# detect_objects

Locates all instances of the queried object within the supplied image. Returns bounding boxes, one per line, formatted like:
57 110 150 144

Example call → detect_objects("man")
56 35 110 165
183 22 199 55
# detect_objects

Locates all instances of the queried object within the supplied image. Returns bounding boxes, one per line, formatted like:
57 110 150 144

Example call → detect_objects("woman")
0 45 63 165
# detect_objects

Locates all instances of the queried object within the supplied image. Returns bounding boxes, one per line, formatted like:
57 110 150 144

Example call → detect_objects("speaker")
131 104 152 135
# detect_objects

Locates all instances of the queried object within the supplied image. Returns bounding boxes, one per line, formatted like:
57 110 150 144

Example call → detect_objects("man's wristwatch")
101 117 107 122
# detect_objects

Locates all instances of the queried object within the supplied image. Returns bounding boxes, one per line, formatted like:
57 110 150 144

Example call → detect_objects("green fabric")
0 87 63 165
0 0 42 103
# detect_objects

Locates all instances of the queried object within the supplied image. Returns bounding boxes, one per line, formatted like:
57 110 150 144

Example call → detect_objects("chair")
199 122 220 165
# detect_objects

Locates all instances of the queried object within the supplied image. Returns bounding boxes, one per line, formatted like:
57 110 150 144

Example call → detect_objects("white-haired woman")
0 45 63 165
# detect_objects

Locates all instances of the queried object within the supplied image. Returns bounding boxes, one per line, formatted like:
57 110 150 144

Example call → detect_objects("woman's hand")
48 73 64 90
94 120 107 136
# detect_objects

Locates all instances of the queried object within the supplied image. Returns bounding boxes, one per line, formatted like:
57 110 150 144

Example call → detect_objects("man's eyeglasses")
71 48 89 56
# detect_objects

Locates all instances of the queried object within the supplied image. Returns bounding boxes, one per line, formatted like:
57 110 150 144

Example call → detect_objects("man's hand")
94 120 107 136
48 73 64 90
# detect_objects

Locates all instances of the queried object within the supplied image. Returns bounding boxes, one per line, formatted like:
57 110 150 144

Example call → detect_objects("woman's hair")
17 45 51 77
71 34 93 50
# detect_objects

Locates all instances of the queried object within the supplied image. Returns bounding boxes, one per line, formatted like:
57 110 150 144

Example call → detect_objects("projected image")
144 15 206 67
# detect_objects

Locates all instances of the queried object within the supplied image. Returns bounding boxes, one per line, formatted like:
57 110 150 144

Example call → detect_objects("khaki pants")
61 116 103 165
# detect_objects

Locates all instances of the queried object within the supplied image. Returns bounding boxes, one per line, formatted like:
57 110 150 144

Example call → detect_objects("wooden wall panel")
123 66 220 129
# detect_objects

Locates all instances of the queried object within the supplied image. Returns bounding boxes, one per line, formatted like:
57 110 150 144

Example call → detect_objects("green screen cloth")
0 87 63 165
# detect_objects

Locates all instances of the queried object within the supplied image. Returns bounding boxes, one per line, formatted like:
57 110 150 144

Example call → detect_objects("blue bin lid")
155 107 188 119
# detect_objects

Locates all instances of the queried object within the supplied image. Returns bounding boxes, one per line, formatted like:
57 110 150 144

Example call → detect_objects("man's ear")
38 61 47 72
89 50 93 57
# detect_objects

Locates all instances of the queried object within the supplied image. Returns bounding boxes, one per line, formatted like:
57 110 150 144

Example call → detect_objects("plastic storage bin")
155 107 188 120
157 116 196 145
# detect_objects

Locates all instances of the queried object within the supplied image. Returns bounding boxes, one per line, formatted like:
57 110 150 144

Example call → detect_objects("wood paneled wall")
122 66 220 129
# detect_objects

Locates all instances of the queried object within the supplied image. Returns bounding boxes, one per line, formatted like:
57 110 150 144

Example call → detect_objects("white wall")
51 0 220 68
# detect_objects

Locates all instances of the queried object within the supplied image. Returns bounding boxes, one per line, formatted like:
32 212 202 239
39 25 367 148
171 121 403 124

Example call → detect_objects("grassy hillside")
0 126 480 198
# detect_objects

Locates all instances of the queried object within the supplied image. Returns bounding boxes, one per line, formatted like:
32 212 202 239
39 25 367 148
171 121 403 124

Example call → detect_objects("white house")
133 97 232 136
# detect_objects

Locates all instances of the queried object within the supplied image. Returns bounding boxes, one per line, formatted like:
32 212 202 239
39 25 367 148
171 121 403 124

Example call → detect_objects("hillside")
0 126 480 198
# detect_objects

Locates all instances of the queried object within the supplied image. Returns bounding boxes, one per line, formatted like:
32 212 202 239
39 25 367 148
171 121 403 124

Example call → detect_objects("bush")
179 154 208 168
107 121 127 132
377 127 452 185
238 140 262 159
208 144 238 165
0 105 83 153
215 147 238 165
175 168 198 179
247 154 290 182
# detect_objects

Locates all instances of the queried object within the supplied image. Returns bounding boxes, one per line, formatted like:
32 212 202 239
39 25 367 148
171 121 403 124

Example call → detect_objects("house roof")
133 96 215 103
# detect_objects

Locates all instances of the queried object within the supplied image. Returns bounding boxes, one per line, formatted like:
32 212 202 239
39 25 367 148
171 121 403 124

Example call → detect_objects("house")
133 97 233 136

──────────

* [Set problem] Copy out every line of the data above that contains the word "woman".

* [Finished exercise]
Example call → detect_objects("woman")
Example call → detect_objects("white-haired woman")
Example call → detect_objects("woman's hand")
Example call → detect_objects("woman's hair")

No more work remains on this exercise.